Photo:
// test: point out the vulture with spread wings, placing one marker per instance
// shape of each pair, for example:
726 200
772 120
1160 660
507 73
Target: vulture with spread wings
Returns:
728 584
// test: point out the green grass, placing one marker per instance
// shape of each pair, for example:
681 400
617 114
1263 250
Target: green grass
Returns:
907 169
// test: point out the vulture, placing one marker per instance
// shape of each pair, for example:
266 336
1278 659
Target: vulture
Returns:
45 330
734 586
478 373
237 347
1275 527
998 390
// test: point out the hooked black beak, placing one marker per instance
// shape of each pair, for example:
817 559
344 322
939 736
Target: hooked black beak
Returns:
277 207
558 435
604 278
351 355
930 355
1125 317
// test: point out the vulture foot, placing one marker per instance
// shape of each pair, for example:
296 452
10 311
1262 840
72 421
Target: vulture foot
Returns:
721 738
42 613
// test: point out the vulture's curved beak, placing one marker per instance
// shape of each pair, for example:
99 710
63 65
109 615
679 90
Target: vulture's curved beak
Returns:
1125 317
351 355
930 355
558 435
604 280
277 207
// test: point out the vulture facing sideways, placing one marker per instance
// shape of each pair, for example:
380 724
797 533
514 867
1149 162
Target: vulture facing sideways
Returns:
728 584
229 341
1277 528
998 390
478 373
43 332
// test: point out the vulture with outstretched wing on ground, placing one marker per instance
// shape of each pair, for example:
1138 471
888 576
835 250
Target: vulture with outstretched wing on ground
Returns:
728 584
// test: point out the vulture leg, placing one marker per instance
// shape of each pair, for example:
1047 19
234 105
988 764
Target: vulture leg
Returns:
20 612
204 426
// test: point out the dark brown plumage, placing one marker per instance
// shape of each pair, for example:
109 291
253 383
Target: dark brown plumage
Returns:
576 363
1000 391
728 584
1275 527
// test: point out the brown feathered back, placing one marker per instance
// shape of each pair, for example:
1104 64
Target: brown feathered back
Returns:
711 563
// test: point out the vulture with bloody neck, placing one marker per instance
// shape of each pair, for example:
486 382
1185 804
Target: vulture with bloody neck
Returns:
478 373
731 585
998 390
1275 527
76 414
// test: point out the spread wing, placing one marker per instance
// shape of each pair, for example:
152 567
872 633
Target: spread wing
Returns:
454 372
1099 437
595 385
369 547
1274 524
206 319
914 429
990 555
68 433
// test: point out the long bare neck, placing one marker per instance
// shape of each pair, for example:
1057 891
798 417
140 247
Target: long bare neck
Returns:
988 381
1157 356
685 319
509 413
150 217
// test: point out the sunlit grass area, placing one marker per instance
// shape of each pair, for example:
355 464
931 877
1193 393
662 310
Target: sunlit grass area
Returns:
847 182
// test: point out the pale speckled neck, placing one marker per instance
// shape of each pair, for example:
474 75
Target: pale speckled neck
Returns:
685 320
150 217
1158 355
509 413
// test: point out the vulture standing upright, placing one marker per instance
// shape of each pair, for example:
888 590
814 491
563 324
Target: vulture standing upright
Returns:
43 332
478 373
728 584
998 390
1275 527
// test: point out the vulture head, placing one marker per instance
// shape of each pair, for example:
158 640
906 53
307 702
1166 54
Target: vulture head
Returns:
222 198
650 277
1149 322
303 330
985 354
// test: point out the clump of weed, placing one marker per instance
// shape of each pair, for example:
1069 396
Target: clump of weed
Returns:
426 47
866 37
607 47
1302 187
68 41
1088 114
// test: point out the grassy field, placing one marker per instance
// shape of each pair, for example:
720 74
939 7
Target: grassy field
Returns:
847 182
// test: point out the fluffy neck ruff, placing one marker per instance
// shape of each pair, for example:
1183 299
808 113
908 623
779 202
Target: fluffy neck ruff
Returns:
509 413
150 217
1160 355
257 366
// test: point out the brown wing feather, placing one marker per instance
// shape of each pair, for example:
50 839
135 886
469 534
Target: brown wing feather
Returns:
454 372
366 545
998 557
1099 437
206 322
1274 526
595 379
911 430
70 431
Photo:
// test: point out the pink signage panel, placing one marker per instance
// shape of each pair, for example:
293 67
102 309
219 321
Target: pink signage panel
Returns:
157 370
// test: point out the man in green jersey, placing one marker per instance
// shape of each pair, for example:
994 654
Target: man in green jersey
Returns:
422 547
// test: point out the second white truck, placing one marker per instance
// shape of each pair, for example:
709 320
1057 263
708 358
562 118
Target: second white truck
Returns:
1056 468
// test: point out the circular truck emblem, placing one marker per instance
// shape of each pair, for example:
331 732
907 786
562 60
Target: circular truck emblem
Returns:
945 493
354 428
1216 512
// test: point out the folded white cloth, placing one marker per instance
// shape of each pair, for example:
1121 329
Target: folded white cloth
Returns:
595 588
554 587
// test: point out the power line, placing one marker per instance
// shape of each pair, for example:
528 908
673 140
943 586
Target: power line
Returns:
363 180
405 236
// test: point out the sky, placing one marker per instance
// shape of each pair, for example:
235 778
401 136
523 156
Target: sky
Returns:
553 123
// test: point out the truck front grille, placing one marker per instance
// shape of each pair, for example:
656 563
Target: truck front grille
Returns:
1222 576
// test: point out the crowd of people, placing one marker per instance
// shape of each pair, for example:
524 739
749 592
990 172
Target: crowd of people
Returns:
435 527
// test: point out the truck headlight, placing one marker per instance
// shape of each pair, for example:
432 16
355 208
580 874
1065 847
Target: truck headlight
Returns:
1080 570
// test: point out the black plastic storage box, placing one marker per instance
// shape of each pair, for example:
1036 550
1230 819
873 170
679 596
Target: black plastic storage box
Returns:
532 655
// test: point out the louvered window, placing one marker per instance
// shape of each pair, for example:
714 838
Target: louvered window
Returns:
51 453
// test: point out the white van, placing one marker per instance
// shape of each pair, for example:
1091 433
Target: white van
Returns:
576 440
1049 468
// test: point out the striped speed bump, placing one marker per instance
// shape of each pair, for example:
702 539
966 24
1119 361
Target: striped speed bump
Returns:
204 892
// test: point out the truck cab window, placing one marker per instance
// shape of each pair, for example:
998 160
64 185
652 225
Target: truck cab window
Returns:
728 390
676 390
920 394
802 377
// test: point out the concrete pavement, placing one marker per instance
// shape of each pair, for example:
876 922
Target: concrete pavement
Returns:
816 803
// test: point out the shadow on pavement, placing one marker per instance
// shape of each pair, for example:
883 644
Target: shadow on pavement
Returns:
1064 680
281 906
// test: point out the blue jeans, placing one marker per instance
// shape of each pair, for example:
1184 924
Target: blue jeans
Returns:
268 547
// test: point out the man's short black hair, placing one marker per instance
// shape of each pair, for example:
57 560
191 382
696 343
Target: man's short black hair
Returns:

++++

Reproduce every line of the part of the listing that opens with the line containing "cab window, placing one marker per instance" and runs to the end of the listing. Add 64 to each number in the answer coordinates given after "Returns:", and leave the sample pairs as they are.

// test: point out the truck cab window, placing one marker per instance
// shape of each pair, for example:
998 160
64 185
652 225
Target: truck cab window
Returns:
792 454
740 454
984 458
866 441
// test: point out the concrete pavement, placing one marker per instance
// shape of each pair, for example:
876 922
Target: concrete pavement
Returns:
880 867
// test: point out the shadow on pavement, placing one marker per instance
// shape of each pair, for example:
883 644
Target: shadow on pavement
Returns:
1128 744
345 970
// test: point out the blue jeans, placing one marker per instance
// shape of each pair, for example:
1184 924
Target: blue jeans
Returns:
332 611
// test: point out the man's short black hair, placing one marker per instance
// shape of each pair, for example:
57 560
191 382
696 343
Target: man's short black hair
Returns:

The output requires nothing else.